* [取り組む課題]
a) 透明導電性フィルムに関する抜粋によると、図4は何を説明するための図ですか。
b) 透明導電性フィルムに関する抜粋から、"図3】本発明の別の実施形態に係る透明導電性フィルムの模式的断面図である。"を含む語句で始まり"成を限定する意図は一切ない。"で終わる部分を、一字一句変えずに抜き出してください。
c) 次の記述(i)～(iii)が透明導電性フィルムに関する抜粋の内容と合っているかどうかを、それぞれ「はい」か「いいえ」で答えてください。答えごとに、判断の決め手となる抜粋の語句をそのまま引用してください。
(i) ハードコートフィルム1は、シクロオレフィン系樹脂フィルム1aと硬化樹脂層1bとで構成される。
(ii) 上下等の位置関係を示す用語は、本発明の構成を限定するために用いられている。
(iii) 図5は、加熱加湿試験後の透明導電性フィルムの外観を写した顕微鏡写真である。

____ 抜粋した文章

図2】本発明の他の実施形態に係る透明導電性フィルムの模式的断面図である。
図3】本発明の別の実施形態に係る透明導電性フィルムの模式的断面図である。
図4】180°折り曲げ試験の手順を説明するための模式的側面図である。
図5】加熱加湿試験後の透明導電性フィルムの外観の顕微鏡写真である。
【発明を実施するための形態】
【0021】
本発明の透明導電性フィルムの実施形態について、図面を参照しながら以下に説明する。ただし、図の一部又は全部において、説明に不要な部分は省略し、また説明を容易にするために拡大または縮小等して図示した部分がある。上下等の位置関係を示す用語は、単に説明を容易にするために用いられており、本発明の構成を限定する意図は一切ない。
【0022】
[第1実施形態]
<透明導電性フィルム>
本発明の一実施形態について、図面を参照しながら以下に説明する。図1は、本発明の透明導電性フィルムの一実施形態を模式的に示す断面図である。透明導電性フィルム10は、シクロオレフィン系樹脂フィルム1aと、シクロオレフィン系樹脂フィルム1aの一方の第1主面S1側に設けられた無機物を含む透明導電膜2と、シクロオレフィン系樹脂フィルム1aと透明導電層2との間に設けられた硬化樹脂層1bとを備える。このうち、シクロオレフィン系樹脂フィルム1aと硬化樹脂層1bとによりハードコートフィルム1が構成される。

________
____ 元の資料

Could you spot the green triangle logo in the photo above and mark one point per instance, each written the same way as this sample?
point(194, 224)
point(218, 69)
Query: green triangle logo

________

* [課題ごとの解答]
a) 180°折り曲げ試験の手順を説明するための模式的側面図です。

b)
図3】本発明の別の実施形態に係る透明導電性フィルムの模式的断面図である。
図4】180°折り曲げ試験の手順を説明するための模式的側面図である。
図5】加熱加湿試験後の透明導電性フィルムの外観の顕微鏡写真である。
【発明を実施するための形態】
【0021】
本発明の透明導電性フィルムの実施形態について、図面を参照しながら以下に説明する。ただし、図の一部又は全部において、説明に不要な部分は省略し、また説明を容易にするために拡大または縮小等して図示した部分がある。上下等の位置関係を示す用語は、単に説明を容易にするために用いられており、本発明の構成を限定する意図は一切ない。

c)
(i) はい。「シクロオレフィン系樹脂フィルム1aと硬化樹脂層1bとによりハードコートフィルム1が構成される」
(ii) いいえ。「本発明の構成を限定する意図は一切ない」
(iii) はい。「加熱加湿試験後の透明導電性フィルムの外観の顕微鏡写真である」